§ **SHORT PROBLEM**: Write out each record again exactly as it stands.

• • • • •

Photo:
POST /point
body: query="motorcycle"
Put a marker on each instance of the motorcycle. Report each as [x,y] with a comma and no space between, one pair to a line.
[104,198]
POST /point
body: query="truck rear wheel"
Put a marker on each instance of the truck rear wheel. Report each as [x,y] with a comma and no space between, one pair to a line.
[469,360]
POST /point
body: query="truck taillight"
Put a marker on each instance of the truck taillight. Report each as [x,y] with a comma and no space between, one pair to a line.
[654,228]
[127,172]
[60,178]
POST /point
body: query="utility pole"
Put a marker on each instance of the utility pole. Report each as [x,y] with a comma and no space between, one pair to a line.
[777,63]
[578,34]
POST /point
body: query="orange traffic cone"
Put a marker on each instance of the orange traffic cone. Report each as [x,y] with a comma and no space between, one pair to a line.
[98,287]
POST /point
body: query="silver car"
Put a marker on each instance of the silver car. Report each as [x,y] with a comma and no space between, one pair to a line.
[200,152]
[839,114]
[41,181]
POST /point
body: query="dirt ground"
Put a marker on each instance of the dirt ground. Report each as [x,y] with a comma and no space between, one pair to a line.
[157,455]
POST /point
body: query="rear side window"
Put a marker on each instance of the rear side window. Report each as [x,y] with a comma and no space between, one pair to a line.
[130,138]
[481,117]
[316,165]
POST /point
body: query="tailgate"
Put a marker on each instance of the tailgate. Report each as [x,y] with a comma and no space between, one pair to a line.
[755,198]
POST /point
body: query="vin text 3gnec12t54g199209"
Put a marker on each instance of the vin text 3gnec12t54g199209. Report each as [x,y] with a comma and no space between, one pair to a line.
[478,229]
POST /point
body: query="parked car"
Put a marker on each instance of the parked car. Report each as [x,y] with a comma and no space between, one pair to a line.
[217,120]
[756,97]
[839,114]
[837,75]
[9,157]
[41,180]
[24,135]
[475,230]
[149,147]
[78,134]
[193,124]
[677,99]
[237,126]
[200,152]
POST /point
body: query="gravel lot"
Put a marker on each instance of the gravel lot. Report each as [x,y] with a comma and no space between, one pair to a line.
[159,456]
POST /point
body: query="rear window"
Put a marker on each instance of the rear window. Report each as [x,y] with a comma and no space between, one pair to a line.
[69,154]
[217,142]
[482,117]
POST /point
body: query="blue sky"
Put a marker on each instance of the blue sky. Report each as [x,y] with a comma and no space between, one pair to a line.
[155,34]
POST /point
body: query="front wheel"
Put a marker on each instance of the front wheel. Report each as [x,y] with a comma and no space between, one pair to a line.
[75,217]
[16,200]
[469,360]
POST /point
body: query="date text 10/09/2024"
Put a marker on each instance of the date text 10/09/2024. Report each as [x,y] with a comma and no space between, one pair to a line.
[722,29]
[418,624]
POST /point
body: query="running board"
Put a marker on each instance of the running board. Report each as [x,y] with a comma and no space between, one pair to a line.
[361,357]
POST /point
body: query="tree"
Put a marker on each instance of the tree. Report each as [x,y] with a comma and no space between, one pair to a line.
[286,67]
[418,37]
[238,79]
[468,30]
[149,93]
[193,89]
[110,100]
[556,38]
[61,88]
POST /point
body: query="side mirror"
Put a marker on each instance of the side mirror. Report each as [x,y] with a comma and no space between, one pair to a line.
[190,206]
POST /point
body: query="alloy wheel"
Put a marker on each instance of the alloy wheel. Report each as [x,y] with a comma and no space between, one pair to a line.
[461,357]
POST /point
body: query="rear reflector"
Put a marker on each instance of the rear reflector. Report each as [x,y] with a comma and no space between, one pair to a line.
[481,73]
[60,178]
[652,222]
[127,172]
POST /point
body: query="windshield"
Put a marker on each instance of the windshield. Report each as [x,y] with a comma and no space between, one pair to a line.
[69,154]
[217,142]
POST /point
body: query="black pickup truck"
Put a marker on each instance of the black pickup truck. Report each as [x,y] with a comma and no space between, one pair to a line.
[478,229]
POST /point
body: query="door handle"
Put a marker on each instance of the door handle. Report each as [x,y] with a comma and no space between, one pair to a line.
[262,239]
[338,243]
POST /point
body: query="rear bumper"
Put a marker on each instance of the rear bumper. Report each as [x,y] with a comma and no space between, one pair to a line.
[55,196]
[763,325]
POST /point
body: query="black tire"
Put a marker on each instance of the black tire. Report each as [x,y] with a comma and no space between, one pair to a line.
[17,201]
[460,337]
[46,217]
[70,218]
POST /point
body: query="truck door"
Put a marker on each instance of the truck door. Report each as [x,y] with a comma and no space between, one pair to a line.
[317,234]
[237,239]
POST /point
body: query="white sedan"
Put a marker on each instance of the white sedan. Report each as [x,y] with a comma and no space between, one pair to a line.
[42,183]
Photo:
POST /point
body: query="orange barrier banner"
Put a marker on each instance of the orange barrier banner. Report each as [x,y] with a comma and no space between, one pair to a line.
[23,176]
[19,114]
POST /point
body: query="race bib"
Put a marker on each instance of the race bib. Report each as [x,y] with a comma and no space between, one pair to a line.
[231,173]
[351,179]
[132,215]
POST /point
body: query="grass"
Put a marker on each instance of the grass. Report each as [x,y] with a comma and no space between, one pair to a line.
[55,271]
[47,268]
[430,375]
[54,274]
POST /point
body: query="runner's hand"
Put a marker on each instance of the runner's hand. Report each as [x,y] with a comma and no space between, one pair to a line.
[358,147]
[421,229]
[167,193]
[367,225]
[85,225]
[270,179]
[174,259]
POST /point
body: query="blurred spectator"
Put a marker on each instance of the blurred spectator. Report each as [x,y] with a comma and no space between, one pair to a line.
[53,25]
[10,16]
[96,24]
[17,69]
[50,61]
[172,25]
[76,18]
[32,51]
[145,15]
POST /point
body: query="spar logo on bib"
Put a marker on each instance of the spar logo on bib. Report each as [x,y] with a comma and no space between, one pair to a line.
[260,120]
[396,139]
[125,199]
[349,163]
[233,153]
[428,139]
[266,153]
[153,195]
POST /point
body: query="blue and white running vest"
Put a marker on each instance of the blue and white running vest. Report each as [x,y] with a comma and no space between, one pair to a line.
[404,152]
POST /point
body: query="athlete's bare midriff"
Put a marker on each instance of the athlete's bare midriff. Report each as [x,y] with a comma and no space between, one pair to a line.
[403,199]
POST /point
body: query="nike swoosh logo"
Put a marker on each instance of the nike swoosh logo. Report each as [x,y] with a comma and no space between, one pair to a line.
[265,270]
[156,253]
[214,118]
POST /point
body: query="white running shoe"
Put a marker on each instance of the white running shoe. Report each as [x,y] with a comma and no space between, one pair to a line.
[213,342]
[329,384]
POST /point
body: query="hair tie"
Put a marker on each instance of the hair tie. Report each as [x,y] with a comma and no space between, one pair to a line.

• • • • •

§ **ANSWER TO THE PROBLEM**:
Photo:
POST /point
body: query="motorcycle"
Put a marker on each instance of the motorcycle. Report each as [x,y] with a comma and no space between, one pair to a line.
[104,198]
POST /point
body: query="truck rear wheel"
Put a marker on each instance of the truck rear wheel. Report each as [x,y] with a comma and no space between, one pair to a line.
[469,360]
POST /point
body: query="truck taillight"
Put a marker on each instance of the truck taillight. Report each as [x,y] with a comma and no space between, one pair to a line.
[654,228]
[127,172]
[60,178]
POST /point
body: query="utility pole"
Put a marker on each instance of the utility pole. Report each as [x,y] with a comma and no space between, one pair to a line.
[777,63]
[578,34]
POST /point
body: query="orange traffic cone"
Put a marker on each instance of the orange traffic cone. Report each as [x,y] with a comma and no space between, one pair to a line.
[98,287]
POST /point
body: query="silver car"
Put a marker on each instance of the silver car. Report each as [x,y] with a comma and no space between, one pair to a line.
[200,152]
[839,114]
[41,181]
POST /point
body: query="dirt ground"
Put a marker on each instance of the dirt ground. Report each as [x,y] with a comma and no space between, one pair to a line.
[157,455]
POST /point
body: query="rear side window"
Put a marker on each instance of the rear side window. Report each as [x,y] with a comma and no space between, one pair to a line.
[130,138]
[481,117]
[316,165]
POST /point
body: query="tailgate"
Put a marker on each instance of the tailgate. Report each as [x,y] with a comma and no space between, one pair to a line.
[755,198]
POST /point
body: query="vin text 3gnec12t54g199209"
Put a marker on each instance of the vin text 3gnec12t54g199209. Report each as [x,y] with a comma and no space between, one pair to a line.
[478,229]
POST /point
body: query="parked car"
Put a marker on each instance of the parked car. Report each as [x,y] with a comma and no space between, one pair to a line.
[217,120]
[756,97]
[839,114]
[837,75]
[9,157]
[41,180]
[24,135]
[475,230]
[149,147]
[78,134]
[193,124]
[677,99]
[237,126]
[200,152]
POST /point
body: query="gravel lot"
Put a marker on each instance of the gravel lot. Report each as [x,y] with a comma and no space between, one pair to a line.
[159,456]
POST /point
body: query="rear window"
Put a marker on each instance of the rear window. Report each as [x,y] with a comma and no space between, one pair to a line.
[69,154]
[217,142]
[482,117]
POST /point
body: query="blue sky"
Put a marker on each instance of the blue sky. Report each as [x,y] with a comma and no space between, one pair to a line.
[155,34]
POST /point
body: query="front wheel"
Put a marker on each instance of the front wheel. Report each as [x,y] with a comma and no space between, one pair to a line.
[75,217]
[16,200]
[469,360]
POST /point
body: query="date text 10/09/2024"
Put a marker on each instance of the date text 10/09/2024. Report each as [x,y] with a comma and no space between, one pair to a line.
[722,29]
[418,624]
POST /point
body: query="running board"
Put a marker on each instance of the running board. Report each as [x,y] with a comma and no space between, one pair to a line.
[361,357]
POST /point
body: query="tree"
Put a marker on each instance of the tree. Report each as [x,y] with a comma and no space between, one pair to a line.
[286,67]
[418,37]
[238,79]
[468,30]
[149,93]
[193,89]
[110,100]
[556,38]
[61,88]
POST /point
body: query="side mirror"
Put a marker on each instance of the side mirror. Report each as [x,y] with a comma and no space between, one pair to a line.
[190,206]
POST /point
body: query="alloy wheel"
Put a marker on each instance of the alloy wheel. Report each as [x,y] with a comma and no space between, one pair to a line.
[461,357]
POST /point
body: query="rear reflector"
Put a marker on each instance of the rear reflector. Report each as [x,y] with a comma and no space between, one pair to a line.
[481,73]
[60,178]
[652,222]
[127,172]
POST /point
body: query="windshield"
Put a marker on each instance of the windshield. Report each as [x,y] with a comma and no space between, one pair to a line.
[69,154]
[217,142]
POST /point
body: query="black pickup truck"
Put a marker on each instance of the black pickup truck. Report each as [x,y] with a comma and no space between, one pair to a line.
[478,229]
POST /point
body: query="door handle"
Put a marker on each instance of the door handle. Report each as [x,y] with a comma and no space between, one pair to a line.
[262,239]
[338,243]
POST /point
body: query="rear bumper"
Put a marker on each instance of the rear bumper. Report each as [x,y] with a comma and no space between, one pair to a line.
[55,196]
[763,325]
POST /point
body: query="black tire"
Put a marker on each instance of the black tire. Report each as [x,y] with a comma and no space between, one pair to a line.
[17,201]
[460,337]
[46,217]
[70,218]
POST /point
body: query="truck door"
Put a marker on each instance of the truck door. Report each as [x,y] with a comma and no space between, one pair to a line.
[317,234]
[237,239]
POST /point
body: query="white sedan"
Put a marker on each instance of the white sedan. Report each as [x,y] with a comma and no space between, one pair to a line.
[42,183]
Photo:
POST /point
body: query="orange barrier banner"
Put a marker on each instance of the orange barrier banner. Report each as [x,y] with a comma and no space between, one pair to a line.
[23,176]
[19,114]
POST /point
body: query="race bib"
Put a marker on each instance of the race bib. Report each as [x,y] with a comma and no space between, one pair to a line.
[231,173]
[351,179]
[132,215]
POST /point
body: query="grass"
Put a marker on each instance of the grass. Report each as [x,y] with a comma and no space between, one pair to a line.
[55,271]
[47,268]
[430,375]
[54,274]
POST /point
body: query="runner's hand"
Put a marker on each instance of the runner's hand. Report each as [x,y] with a comma and no space between, one pair to a line.
[358,147]
[421,229]
[167,193]
[367,225]
[85,225]
[270,179]
[174,259]
POST /point
body: query="blurred spectator"
Put a marker on each instance of the blurred spectator. Report each as [x,y] with a comma and no space between, one pair to a line.
[53,25]
[10,16]
[96,24]
[17,69]
[50,61]
[172,25]
[76,18]
[32,51]
[145,15]
POST /point
body: query="spar logo on bib"
Put a marker on each instance of the spar logo on bib. Report each as [x,y] with a comma and no space between, one pair to a line.
[260,120]
[396,139]
[125,199]
[349,163]
[233,153]
[428,139]
[266,153]
[153,195]
POST /point
body: query="blue and white running vest"
Put a marker on each instance of the blue and white running vest. Report each as [x,y] with a comma and no space between, one pair to a line.
[404,152]
POST /point
body: query="athlete's bare midriff"
Put a marker on each instance of the athlete's bare midriff. Report each as [x,y] with a comma and no space between, one pair to a line.
[403,199]
POST /point
body: query="nike swoosh logo"
Put a marker on each instance of the nike swoosh logo. Report each as [x,y] with a comma and no space between, one pair to a line.
[265,270]
[156,253]
[214,118]
POST /point
body: query="white running shoe"
Put a marker on each instance of the white running shoe. Report each as [x,y] with a comma and no space between, one pair to a line.
[213,342]
[329,384]
POST /point
body: query="hair tie"
Put a marker on each instance of the hair tie. Report each as [x,y] with a comma and no space between, one pair to a line.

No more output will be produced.